Textauszug:
Noch mehr geballte Gegenwart enthält eine EP, die auch geografisch aus der
eurozentrischen Perspektive herausfällt: „From Avoca Hills to The World“
von Citizen Boy & Mafia Boyz aus Durban/Südafrika. Die sechs Stücke sind
eine Weiterentwicklung des noch jungen in der Küstenstadt entstandenen
Stils Gqom, bei dem düstere Soundlandschaften auf ultrareduzierte Beats
treffen. Highlight ist der apokalyptische Auftakt „Hlasela“, in dem ein
bedrohliches, kaum hörbares Grollen von messerscharfen Claps und
Spoken-Word-Einlange perforiert wird.
## Zu viel lineares Denken
Gerade der internationale, wenn auch nur in subkulturellen Nischen
stattfindende Erfolg der talentierten Gqom-Künstler:innen könnte
paradigmatisch stehen für die neue Lust am Breakbeat. Vielleicht hat diese
neue Lust auch etwas mit der Ideenlosigkeit einer Welt zutun, die immer
öfter binär, konservativ und vor allem linear denkt.

Arbeitsaufträge:
a) Ersetze in den Einträgen vom Abschnitt, der mit der Zeile mit „Can you locate the white car“ beginnt, bis zum Ende der Einträge „Drop a point“ durch „Place a marker“. Gib nur diesen Abschnitt wieder, sonst unverändert.
b) Schreib den Textauszug über Gqom und die neue Lust am Breakbeat im Anschluss an seinen letzten Satz weiter.

Einträge zur Übung:
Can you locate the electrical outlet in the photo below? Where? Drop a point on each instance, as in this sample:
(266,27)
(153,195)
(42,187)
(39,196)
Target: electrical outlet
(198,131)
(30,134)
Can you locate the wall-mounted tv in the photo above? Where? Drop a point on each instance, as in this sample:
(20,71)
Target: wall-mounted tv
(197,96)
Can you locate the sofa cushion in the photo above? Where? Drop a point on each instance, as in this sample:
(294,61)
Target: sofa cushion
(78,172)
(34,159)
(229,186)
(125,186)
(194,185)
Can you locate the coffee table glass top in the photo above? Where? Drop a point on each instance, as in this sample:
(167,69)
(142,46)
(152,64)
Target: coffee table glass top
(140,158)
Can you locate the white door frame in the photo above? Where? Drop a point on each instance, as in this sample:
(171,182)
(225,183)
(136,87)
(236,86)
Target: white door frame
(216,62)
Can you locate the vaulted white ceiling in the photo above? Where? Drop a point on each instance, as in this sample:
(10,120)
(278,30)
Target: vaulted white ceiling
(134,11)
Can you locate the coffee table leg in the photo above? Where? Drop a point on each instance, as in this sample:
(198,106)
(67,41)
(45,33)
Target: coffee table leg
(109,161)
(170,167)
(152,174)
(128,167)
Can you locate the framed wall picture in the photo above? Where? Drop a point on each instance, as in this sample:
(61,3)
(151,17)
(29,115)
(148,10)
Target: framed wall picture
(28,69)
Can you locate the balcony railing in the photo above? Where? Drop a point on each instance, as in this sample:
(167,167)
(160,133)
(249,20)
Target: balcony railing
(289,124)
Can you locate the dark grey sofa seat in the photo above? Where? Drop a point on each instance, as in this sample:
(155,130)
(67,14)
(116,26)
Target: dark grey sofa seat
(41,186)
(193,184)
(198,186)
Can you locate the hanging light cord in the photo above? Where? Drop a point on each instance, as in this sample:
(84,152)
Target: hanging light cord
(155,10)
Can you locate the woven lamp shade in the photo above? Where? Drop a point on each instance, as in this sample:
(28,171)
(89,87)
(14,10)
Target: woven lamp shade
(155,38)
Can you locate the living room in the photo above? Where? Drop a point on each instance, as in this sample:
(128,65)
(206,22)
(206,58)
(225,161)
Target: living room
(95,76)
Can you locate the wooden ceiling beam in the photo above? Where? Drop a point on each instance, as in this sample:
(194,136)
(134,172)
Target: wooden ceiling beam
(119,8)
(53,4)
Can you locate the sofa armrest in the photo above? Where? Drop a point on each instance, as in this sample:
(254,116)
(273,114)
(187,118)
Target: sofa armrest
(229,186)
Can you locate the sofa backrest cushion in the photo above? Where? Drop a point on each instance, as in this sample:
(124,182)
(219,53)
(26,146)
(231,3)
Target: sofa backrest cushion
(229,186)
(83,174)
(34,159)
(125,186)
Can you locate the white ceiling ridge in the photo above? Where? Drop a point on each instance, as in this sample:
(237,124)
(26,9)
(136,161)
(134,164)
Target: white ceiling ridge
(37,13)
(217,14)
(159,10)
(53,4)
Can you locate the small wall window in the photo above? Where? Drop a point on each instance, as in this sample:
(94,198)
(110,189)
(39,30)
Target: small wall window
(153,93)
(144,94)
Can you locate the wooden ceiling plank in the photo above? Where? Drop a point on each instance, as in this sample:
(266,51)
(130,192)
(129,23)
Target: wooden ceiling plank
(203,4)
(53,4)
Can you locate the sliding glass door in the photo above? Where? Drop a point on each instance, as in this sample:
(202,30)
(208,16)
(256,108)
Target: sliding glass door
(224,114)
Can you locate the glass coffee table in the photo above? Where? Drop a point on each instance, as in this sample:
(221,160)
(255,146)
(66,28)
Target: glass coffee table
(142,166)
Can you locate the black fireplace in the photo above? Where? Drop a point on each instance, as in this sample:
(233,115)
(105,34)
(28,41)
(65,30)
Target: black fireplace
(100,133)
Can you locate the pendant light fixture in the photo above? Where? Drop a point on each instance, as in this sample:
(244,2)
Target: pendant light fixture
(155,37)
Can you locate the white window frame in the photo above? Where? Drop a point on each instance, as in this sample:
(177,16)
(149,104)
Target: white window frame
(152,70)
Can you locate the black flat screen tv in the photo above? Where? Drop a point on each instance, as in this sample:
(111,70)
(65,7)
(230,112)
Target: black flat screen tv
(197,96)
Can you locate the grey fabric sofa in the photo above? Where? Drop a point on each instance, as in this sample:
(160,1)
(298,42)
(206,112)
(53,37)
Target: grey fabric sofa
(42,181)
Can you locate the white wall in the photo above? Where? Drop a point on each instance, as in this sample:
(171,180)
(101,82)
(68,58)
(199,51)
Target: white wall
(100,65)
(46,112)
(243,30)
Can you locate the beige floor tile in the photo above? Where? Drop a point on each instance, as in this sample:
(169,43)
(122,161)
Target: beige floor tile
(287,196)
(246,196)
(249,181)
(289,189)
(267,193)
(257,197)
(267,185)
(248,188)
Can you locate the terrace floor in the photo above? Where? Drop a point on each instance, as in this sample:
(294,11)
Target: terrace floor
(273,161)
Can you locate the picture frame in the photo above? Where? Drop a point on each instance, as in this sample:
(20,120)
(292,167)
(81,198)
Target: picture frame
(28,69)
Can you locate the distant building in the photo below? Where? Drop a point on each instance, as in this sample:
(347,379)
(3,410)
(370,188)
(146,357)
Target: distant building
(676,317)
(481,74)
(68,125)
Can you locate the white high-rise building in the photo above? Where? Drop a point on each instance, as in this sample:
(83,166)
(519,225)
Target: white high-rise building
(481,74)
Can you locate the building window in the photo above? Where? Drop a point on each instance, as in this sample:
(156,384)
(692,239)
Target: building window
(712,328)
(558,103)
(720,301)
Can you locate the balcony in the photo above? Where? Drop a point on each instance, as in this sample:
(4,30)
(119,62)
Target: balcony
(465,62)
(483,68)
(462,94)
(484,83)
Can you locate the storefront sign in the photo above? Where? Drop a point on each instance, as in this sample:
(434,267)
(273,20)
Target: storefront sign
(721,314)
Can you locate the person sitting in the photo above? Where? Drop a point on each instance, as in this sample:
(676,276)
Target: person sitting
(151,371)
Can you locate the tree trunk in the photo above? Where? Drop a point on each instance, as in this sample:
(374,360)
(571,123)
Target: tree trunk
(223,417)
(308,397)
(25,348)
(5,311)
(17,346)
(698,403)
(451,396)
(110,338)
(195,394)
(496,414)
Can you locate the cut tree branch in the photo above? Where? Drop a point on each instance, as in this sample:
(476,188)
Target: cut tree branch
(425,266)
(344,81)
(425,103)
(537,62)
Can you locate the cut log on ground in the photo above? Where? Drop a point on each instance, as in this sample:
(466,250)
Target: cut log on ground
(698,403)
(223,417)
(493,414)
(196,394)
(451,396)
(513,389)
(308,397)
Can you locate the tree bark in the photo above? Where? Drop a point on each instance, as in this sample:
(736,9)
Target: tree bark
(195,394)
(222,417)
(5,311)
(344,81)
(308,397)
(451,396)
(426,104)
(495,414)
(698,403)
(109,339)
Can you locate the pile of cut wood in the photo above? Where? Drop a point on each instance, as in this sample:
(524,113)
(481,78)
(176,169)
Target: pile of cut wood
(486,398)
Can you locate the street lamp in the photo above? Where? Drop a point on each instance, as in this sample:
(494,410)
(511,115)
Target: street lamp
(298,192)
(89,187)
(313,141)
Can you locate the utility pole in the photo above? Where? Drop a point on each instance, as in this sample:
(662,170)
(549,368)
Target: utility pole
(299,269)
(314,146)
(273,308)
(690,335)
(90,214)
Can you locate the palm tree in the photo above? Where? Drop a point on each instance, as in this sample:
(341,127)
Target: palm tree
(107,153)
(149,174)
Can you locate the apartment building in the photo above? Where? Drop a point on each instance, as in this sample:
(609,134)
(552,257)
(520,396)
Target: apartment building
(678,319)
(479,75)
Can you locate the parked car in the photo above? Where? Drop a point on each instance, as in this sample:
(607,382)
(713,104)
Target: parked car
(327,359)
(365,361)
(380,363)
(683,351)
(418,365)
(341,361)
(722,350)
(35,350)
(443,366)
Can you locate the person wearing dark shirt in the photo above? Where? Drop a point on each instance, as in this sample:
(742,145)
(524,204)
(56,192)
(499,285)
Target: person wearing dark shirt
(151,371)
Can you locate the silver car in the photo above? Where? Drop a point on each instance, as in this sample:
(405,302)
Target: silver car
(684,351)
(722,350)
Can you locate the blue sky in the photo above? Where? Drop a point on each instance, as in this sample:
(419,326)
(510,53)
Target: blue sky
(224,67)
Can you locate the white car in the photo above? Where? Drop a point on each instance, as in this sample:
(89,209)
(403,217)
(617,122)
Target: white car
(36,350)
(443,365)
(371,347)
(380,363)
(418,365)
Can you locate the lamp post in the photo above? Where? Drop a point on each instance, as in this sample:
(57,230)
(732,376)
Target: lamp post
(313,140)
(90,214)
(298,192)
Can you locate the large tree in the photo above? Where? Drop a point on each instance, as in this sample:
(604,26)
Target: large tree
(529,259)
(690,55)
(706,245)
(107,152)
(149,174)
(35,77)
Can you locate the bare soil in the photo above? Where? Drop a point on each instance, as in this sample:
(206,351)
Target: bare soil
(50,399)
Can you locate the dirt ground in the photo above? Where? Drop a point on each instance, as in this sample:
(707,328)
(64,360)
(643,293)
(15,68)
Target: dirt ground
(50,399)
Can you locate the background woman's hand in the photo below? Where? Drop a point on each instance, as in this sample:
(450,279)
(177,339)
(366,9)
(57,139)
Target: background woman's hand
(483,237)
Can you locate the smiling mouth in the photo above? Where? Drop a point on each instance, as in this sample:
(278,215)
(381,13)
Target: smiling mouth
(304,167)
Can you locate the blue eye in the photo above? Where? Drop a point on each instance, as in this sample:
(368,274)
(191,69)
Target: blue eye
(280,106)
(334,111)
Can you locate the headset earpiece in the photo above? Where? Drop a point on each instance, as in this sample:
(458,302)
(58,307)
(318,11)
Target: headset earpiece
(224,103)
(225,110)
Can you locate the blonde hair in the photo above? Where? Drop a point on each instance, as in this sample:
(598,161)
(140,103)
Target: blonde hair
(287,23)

Antworten:
a)
Can you locate the white car in the photo above? Where? Place a marker on each instance, as in this sample:
(89,209)
(403,217)
(617,122)
Target: white car
(36,350)
(443,365)
(371,347)
(380,363)
(418,365)
Can you locate the lamp post in the photo above? Where? Place a marker on each instance, as in this sample:
(57,230)
(732,376)
Target: lamp post
(313,140)
(90,214)
(298,192)
Can you locate the large tree in the photo above? Where? Place a marker on each instance, as in this sample:
(604,26)
Target: large tree
(529,259)
(690,55)
(706,245)
(107,152)
(149,174)
(35,77)
Can you locate the bare soil in the photo above? Where? Place a marker on each instance, as in this sample:
(206,351)
Target: bare soil
(50,399)
Can you locate the dirt ground in the photo above? Where? Place a marker on each instance, as in this sample:
(707,328)
(64,360)
(643,293)
(15,68)
Target: dirt ground
(50,399)
Can you locate the background woman's hand in the photo below? Where? Place a marker on each instance, as in this sample:
(450,279)
(177,339)
(366,9)
(57,139)
Target: background woman's hand
(483,237)
Can you locate the smiling mouth in the photo above? Where? Place a marker on each instance, as in this sample:
(278,215)
(381,13)
Target: smiling mouth
(304,167)
Can you locate the blue eye in the photo above? Where? Place a marker on each instance, as in this sample:
(368,274)
(191,69)
Target: blue eye
(280,106)
(334,111)
Can you locate the headset earpiece in the photo above? Where? Place a marker on each instance, as in this sample:
(458,302)
(58,307)
(318,11)
Target: headset earpiece
(224,103)
(225,110)
Can you locate the blonde hair in the photo above? Where? Place a marker on each instance, as in this sample:
(598,161)
(140,103)
Target: blonde hair
(287,23)

b)
Breakbeats bestehen aus Rhythmen, die außerhalb der eigenen alltäglichen
Zeitwahrnehmung stehen, und lassen die Körper womöglich nachfühlen, wie es
ist, eine Maschine zu sein. Wesentlich attraktiver in einer Zeit der
konstanten Sinnesreize ist womöglich das Phänomen, das uns noch mal zurück
zur eingangs beschriebenen Tanzsituation bringt.
Die meisten der hier genannten Alben sind ähnlich aufgebaut, nach dem
Prinzip des Drop: Nach einem beatlosen Intro, dem „Build-up“, kommt es zu
einem „Breakdown“, der aus einem beatlosen Teil oder gar Stille besteht –
und dem Drop, also dem vollen Beat, vorangeht. Diese Struktur verleiht
Clubnächten eine völlig andere Dramaturgie, als es im Techno oder House die
Regel ist.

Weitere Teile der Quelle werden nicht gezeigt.